> _取り組む課題_
寿桂尼についての本文から、「また、出自は公家の中御門家とのことですが、名前も明らかではありません。」で始まり「有能な武将であったようです。」で終わる部分を、「男子」を「息子」に入れ替えて書き直してください。

寿桂尼の生年は不明です。亡くなったのは1568年。享年は明らかではないものの70歳台か80歳台。当時としては長命だったようです。

また、出自は公家の中御門家とのことですが、名前も明らかではありません。

寿桂尼というのは、夫である今川氏親が亡くなり、さらに寿桂尼が生んだ3人の男子のうち2人が亡くなり、出家した後の名前になります。

寿桂尼が世の中に知られるようになるのは、今川氏親の正室になってからのことですが、今川氏親に嫁いだ年も、1505年説と1508年説があるようです。

寿桂尼は今川氏親との間に3人の男子を設けます。それが長男の氏輝、次男の彦五郎、そして五男の義元です。

夫の今川氏親は駿河国の守護大名。ただ時代は戦国時代。今川氏親は、守護大名から戦国大名に転身できた有能な武将であったようです。

点ラベリング用データセットの記録
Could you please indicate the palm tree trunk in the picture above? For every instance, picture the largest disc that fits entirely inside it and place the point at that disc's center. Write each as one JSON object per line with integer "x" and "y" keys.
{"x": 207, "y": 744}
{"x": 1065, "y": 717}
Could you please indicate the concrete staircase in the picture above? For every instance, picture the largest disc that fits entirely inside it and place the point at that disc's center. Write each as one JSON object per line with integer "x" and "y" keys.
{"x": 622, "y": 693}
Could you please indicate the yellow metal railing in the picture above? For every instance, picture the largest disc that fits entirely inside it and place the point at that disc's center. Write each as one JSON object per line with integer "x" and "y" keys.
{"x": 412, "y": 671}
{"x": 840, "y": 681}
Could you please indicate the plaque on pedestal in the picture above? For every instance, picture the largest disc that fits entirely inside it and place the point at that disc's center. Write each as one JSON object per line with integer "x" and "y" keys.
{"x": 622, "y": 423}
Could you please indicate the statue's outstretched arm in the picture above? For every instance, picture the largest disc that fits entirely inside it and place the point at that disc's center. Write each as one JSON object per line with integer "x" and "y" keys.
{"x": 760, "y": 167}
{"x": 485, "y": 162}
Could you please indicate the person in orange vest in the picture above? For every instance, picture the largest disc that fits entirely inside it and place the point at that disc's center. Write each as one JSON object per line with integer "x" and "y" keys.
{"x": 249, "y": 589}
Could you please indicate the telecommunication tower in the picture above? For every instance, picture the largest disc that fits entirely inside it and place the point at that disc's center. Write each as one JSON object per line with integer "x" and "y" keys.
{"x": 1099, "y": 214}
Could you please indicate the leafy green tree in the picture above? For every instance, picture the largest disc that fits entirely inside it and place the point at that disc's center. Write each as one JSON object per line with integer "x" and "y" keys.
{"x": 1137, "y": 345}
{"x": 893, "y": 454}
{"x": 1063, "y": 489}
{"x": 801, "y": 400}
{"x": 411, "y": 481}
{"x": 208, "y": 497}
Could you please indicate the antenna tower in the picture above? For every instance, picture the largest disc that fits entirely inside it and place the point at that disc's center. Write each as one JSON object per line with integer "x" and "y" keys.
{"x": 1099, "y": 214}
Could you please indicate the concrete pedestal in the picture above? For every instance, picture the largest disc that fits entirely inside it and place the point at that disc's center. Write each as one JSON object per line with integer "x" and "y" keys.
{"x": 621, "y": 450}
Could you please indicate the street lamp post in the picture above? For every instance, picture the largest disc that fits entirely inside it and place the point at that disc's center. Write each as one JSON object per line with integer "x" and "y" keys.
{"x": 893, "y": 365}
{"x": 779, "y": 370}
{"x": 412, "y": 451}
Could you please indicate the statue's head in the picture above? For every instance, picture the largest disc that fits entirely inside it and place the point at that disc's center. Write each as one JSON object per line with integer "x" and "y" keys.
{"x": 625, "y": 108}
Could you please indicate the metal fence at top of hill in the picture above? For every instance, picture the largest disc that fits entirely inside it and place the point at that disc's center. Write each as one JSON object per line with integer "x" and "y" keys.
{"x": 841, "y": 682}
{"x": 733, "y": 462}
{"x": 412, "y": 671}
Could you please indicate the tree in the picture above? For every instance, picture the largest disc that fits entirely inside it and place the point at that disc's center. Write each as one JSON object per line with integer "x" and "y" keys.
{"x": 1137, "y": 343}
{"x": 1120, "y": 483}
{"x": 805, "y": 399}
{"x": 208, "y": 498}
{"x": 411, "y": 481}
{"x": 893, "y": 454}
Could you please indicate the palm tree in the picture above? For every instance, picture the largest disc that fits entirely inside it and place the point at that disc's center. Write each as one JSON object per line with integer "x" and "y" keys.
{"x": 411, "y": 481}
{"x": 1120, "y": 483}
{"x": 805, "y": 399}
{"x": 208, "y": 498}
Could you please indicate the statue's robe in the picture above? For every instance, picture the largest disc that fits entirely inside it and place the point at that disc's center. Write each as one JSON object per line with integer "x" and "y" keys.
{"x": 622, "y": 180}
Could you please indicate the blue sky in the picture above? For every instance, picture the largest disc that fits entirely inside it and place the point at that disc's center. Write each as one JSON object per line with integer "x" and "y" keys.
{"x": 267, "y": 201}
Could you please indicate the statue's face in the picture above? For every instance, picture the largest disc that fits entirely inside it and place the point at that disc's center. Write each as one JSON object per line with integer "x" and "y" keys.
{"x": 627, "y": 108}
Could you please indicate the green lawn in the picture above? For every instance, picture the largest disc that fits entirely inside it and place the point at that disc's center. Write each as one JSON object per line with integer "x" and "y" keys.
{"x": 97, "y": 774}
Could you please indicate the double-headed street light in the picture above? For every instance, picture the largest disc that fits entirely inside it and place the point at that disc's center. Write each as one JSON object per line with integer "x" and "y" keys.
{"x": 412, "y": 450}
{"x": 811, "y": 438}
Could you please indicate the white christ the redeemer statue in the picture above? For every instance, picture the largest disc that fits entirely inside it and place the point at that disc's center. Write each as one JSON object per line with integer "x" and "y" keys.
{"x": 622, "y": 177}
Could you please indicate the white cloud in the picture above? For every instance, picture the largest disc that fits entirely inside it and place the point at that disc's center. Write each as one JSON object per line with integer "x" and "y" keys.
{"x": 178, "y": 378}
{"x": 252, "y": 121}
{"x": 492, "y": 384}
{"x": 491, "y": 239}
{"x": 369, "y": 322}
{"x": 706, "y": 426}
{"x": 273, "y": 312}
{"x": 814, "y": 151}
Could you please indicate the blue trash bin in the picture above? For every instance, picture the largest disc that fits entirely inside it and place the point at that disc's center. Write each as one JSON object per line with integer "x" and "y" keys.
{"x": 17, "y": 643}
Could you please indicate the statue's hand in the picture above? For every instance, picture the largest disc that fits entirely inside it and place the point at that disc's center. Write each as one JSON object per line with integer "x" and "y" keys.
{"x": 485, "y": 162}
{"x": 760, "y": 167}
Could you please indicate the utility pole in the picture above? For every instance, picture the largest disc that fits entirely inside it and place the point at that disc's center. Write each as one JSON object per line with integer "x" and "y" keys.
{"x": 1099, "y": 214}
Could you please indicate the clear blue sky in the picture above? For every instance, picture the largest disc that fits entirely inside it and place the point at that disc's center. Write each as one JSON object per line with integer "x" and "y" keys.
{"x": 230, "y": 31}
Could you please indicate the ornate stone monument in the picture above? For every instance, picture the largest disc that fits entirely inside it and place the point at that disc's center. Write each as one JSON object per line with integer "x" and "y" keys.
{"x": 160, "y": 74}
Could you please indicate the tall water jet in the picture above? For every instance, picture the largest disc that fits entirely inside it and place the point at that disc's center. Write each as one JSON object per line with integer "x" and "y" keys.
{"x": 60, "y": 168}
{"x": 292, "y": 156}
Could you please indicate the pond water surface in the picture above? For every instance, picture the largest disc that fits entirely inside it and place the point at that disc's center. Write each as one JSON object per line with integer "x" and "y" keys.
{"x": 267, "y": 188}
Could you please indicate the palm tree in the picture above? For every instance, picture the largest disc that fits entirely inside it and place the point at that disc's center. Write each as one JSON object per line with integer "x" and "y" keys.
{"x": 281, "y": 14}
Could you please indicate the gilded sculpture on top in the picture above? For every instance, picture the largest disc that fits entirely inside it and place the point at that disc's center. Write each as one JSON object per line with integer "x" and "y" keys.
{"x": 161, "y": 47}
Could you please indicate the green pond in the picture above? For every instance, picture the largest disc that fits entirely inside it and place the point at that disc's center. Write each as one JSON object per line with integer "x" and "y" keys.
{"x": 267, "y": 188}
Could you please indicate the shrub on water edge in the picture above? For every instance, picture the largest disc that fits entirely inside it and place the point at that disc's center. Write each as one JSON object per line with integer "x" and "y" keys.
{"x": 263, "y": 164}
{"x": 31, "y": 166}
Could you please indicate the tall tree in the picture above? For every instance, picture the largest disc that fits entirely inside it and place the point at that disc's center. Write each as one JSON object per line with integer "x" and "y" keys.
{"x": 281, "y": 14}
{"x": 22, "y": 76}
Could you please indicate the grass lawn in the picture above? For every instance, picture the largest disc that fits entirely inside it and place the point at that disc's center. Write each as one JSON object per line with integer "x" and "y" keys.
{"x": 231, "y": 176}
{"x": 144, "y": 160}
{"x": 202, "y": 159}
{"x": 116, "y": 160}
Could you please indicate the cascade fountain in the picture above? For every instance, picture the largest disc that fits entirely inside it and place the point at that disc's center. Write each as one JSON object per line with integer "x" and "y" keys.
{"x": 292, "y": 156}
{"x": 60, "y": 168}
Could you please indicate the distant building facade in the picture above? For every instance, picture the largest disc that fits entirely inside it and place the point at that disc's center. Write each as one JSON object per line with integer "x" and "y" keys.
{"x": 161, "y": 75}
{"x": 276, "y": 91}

> _この課題の解答_
また、出自は公家の中御門家とのことですが、名前も明らかではありません。

寿桂尼というのは、夫である今川氏親が亡くなり、さらに寿桂尼が生んだ3人の息子のうち2人が亡くなり、出家した後の名前になります。

寿桂尼が世の中に知られるようになるのは、今川氏親の正室になってからのことですが、今川氏親に嫁いだ年も、1505年説と1508年説があるようです。

寿桂尼は今川氏親との間に3人の息子を設けます。それが長男の氏輝、次男の彦五郎、そして五男の義元です。

夫の今川氏親は駿河国の守護大名。ただ時代は戦国時代。今川氏親は、守護大名から戦国大名に転身できた有能な武将であったようです。